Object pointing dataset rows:
++++++++

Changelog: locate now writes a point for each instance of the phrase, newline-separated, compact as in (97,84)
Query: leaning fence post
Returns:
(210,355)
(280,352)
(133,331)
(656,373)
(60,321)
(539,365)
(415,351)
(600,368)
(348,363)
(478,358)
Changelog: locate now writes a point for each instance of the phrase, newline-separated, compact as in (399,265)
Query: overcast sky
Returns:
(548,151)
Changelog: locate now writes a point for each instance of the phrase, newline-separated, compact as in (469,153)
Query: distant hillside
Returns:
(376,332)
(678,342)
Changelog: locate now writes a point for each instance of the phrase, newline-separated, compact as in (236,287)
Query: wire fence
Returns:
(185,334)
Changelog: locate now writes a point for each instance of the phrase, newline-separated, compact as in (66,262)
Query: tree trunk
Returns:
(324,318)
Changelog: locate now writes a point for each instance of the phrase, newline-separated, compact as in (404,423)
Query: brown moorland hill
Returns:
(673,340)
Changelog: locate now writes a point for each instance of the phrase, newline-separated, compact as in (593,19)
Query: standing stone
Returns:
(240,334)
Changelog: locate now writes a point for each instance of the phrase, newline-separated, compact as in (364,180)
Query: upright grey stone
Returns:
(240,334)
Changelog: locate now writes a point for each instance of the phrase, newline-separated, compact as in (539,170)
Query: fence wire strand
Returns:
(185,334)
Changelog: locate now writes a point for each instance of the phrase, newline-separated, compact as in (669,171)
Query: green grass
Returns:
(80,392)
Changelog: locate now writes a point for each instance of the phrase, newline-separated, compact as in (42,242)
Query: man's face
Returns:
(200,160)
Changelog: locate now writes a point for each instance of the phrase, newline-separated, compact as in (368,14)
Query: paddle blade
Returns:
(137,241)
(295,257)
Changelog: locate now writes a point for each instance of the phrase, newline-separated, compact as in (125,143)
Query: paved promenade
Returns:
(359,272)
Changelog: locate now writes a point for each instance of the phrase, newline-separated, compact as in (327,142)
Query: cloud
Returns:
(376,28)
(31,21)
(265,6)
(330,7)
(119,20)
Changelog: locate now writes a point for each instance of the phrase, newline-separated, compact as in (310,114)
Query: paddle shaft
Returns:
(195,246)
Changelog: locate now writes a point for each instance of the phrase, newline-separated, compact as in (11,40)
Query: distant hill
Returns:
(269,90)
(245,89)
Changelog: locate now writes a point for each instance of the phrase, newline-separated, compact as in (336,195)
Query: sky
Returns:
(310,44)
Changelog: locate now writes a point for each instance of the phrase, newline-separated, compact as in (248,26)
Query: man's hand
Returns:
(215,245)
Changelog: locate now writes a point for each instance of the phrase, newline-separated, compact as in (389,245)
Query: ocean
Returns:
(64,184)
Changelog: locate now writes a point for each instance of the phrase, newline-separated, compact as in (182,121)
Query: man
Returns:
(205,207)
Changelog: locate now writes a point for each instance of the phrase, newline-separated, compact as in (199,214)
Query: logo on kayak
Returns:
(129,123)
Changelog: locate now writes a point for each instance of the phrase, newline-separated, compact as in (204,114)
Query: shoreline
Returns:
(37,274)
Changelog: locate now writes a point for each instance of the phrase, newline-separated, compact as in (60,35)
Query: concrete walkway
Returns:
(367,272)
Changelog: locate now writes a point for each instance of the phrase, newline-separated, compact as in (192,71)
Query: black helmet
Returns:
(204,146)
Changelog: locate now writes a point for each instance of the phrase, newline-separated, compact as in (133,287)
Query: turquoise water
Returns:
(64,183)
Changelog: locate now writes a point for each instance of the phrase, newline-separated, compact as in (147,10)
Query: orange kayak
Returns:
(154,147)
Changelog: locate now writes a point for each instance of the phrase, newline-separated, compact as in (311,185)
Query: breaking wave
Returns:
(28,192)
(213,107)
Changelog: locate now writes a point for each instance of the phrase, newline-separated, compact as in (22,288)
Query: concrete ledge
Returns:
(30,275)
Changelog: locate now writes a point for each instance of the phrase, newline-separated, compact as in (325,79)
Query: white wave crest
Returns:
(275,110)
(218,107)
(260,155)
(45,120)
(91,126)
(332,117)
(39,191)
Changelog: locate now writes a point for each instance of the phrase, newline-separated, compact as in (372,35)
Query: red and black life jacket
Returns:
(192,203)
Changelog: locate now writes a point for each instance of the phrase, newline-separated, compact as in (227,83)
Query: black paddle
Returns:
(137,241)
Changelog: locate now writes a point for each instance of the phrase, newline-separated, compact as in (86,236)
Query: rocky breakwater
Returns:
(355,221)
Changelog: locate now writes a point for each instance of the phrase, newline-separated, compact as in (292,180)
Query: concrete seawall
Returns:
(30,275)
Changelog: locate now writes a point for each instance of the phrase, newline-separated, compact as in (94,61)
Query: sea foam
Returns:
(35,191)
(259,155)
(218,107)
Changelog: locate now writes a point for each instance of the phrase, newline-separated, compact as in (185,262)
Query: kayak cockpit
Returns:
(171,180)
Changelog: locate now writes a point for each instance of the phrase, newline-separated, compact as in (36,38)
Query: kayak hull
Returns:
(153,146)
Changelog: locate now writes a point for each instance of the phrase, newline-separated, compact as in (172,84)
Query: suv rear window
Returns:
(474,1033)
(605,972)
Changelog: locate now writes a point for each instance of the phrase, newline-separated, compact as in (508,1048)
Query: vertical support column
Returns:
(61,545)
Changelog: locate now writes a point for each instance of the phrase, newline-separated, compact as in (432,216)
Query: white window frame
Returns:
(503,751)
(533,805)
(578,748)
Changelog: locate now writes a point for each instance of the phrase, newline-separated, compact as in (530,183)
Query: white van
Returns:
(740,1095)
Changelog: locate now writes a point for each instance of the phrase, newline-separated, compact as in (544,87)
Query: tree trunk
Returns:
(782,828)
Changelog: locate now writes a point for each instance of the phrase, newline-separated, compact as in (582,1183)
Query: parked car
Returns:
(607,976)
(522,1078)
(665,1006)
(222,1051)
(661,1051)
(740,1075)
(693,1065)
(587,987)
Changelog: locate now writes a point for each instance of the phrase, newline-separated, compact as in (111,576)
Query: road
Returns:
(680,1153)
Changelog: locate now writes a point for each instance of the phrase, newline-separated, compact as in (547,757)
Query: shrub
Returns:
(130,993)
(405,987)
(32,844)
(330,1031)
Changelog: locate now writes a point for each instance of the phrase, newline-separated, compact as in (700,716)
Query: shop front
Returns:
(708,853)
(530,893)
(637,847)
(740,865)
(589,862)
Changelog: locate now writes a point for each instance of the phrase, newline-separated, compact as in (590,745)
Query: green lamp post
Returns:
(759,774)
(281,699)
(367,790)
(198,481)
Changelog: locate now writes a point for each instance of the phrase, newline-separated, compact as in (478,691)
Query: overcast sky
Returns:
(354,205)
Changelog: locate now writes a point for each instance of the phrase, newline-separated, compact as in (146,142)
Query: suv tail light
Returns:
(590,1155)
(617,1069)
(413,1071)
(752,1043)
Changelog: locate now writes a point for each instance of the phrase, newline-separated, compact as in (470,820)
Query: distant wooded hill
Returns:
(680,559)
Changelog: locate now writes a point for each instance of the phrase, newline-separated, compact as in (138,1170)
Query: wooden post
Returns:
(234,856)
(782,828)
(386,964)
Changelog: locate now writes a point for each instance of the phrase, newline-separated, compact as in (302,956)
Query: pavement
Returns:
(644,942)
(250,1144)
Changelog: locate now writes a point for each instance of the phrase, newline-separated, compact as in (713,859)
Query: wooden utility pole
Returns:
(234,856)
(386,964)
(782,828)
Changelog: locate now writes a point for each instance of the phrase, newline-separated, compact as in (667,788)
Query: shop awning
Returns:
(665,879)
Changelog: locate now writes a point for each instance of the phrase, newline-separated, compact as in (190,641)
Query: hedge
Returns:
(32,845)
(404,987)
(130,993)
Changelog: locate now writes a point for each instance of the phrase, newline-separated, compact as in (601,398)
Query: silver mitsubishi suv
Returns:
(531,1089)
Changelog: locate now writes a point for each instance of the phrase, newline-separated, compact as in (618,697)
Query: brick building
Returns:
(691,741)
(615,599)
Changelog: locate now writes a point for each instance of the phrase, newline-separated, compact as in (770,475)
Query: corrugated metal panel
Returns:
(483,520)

++++++++

BRIEF ▸
Reproduce exactly the line containing "as in (478,691)" and every line after it through the end of the records above, and nothing else.

RESULT FOR THIS TASK ▸
Changelog: locate now writes a point for each instance of the phrase, newline-separated, compact as in (478,691)
Query: overcast sky
Returns:
(354,205)
Changelog: locate now writes a point for each instance of the phrase, newline-separated, compact as in (146,142)
Query: suv tail light
Returns:
(590,1155)
(617,1069)
(413,1071)
(752,1043)
Changelog: locate now writes a point for each instance of the phrase, newline-separated, compact as in (470,820)
Query: distant wooded hill
Returns:
(680,559)
Changelog: locate now writes a point for each instance of the phrase, newline-separated, compact as in (138,1170)
Query: wooden post
Returns:
(234,856)
(782,828)
(386,964)
Changelog: locate now writes a point for each instance of the phrase, newline-separated, compact as in (302,956)
Query: pavement
Returns:
(644,942)
(250,1144)
Changelog: locate now writes a point for each instance of the phrase, newline-separated, compact as in (713,859)
Query: wooden utility pole
Returns:
(234,856)
(386,964)
(782,828)
Changelog: locate now writes a point for each instance of the phrase, newline-separated, compact as in (667,788)
Query: shop awning
Returns:
(665,879)
Changelog: locate now writes a point for each instance of the phrase, newline-separated, compact as in (190,641)
Query: hedge
Returns:
(32,845)
(404,987)
(130,993)
Changelog: locate now writes a point for each instance of the phrase, newline-separated, compact as in (601,398)
Query: silver mitsubishi suv
Returns:
(531,1089)
Changelog: locate now writes a point for each instance of the phrase, newline-separated, compact as in (618,697)
Query: brick building
Returns:
(691,741)
(615,599)
Changelog: locate now writes a point for each instance of the phrase, newline-separated, compact as in (770,475)
Query: corrugated metal panel
Returns:
(483,520)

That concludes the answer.